Set of tasks →
1. In the article on reverse mortgage volume below, translate this sentence into Spanish: "Competition also appears to be tightening between some of the industry’s biggest lenders, which could lead to a reshuffling of several lenders in the top 10 rankings, Lunde says."
2. Write the next part of the article on reverse mortgage volume that appears below, picking up after its final sentence.

Exercise text →
#####
Home Equity Conversion Mortgage (HECM) endorsements in February recorded a decrease last month, falling 10.4% to 4,066 loans. However, this level of business is still encouraging to an industry analyst as it is over 4,000 loans yet again, but marks the first reduction in volume since an uptick took place between in December 2020 and January, 2021. HECM volume previously had been on a downward trend in the final months of 2020 prior to December according to data compiled by Reverse Market Insight (RMI).
Additionally, the production of new Home Equity Conversion Mortgage (HECM)-backed securities (HMBS) recorded $872 million in HMBS issuance as issuers continued to move LIBOR-indexed loans out of their pipelines. All told, 2020 saw $10.6 billion in total HMBS issuance, eclipsing a recent industry high of $10.5 billion of issuance in 2017 according to publicly available Ginnie Mae data and private sources compiled by New View Advisors.
Reverse mortgage endorsement volume
Despite the fact that volume slightly fell between January and February, the industry’s level of new HECM volume is still in positive territory based on factors strictly beyond raw volume. This is according to John Lunde, president of RMI.
“I think we’re still in very good shape from an industry volume perspective,” Lunde tells RMD. “I look more at case numbers issued as a leading indicator here and while November/December were down a bit from earlier months, that fits the normal seasonal pattern with the holidays in previous years. I think we’re still on trend with the pandemic having created a new era for the industry in terms of borrower interest, but particularly with refinances driven by rising home prices and low interest rates.”
Competition also appears to be tightening between some of the industry’s biggest lenders, which could lead to a reshuffling of several lenders in the top 10 rankings, Lunde says.
“We’re seeing several rising lenders lately that have been in the industry for years but really growing their volumes lately to challenge for top 5 spots,” Lunde says. “I would say Fairway, Longbridge Financial and Open Mortgage (ranked 6,7 and 8, respectively) are all coming on strong and looking to displace one or more of the established leaders above them. Each has a bit of a different story but from my perspective it speaks to both the long term investments and commitment to the business that are paying off.”
Outside of the top 10 lenders, other lenders are making noticeable moves in terms of their pace of volume when compared to last year, Lunde says.
#####
Extracted records →
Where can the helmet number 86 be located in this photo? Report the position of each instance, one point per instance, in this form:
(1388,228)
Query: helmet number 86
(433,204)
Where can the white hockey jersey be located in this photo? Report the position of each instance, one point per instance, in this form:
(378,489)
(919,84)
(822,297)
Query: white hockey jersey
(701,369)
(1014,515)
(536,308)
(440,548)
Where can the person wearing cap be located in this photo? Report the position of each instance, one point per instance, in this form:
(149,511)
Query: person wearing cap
#####
Answer list →
1. La competencia también parece estar intensificándose entre algunos de los mayores prestamistas del sector, lo que podría provocar una reorganización de varios prestamistas en la clasificación de los 10 primeros, según Lunde.

2.
“Staying with our theme of longtime industry participants really growing of late as we look outside the top 10, I’d point out Sun American more than tripling from a year ago,” Lunde points out. “Good to see recognizable names with good trends and momentum!”
In terms of what the industry should keep in mind about February’s slight reduction in volume, it’s worth remembering how early we are into 2021 as well as the trends now being established by lenders, Lunde says.
“At this time of year, it’s all about starting off well and based on growth from a year ago that theme is firmly established,” he tells RMD. “I wouldn’t worry much about lower volume in a short month and just focus on powering forward as we near the end of Q1 (already!).”
The HMBS issuance total of $872 billion happened as issuers aimed to wrap up their existing pipelines of loans indexed to LIBOR, with February 2021 standing as the final month that the Government National Mortgage Association (GNMA, or “Ginnie Mae”) will allow pooling of new HMBS pools backed by LIBOR-based HECMs, according to a commentary by New View Advisors based on publicly available GNMA data and the firm’s own sources.
With the reverse mortgage industry in the process of shifting back to the Constant Maturity Treasury (CMT) index while it awaits a more permanent LIBOR replacement, February continued with the reappearance of HMBS backed by loans indexed to CMT, with 27 pools totaling just under $418 million, New View explained. No new first-participation pools backed by CMT had been issued for several years prior to January 2021.
The passage of the LIBOR deadline happened too recently to try and determine any trends stemming from its passage, but HMBS performance in February is encouraging regardless according to Michael McCully, partner at New View Advisors.
“We are pleased to see the industry moving – what appears to be seamlessly – to [the] CMT [index],” McCully tells RMD. “Early indicators for CMT-backed HMBS performance are encouraging.”
While the reverse mortgage market in general appears to be strong right now because of low interest rates and additional availability of private loans, it could become complicated by future economic conditions, New View noted in the commentary accompanying the HMBS data. This is supported by some recent occurrences, McCully explains.
“The recent rise in rates is a caution flag for future production,” he tells RMD. “Also, home price appreciation (HPA) has been on the rise for years; a drop in HPA could have a negative impact on origination volume, and potentially an increase in realized losses for issuers (and the FHA).”
New, original loan pool production increased in February to $693 million, up from January’s $552 million but still lower than records seen at the end of 2020. On this front, there isn’t anything to read into, McCully says.
“The January dip in production could be seasonal and/or operational as the industry retooled for CMT,” he tells RMD.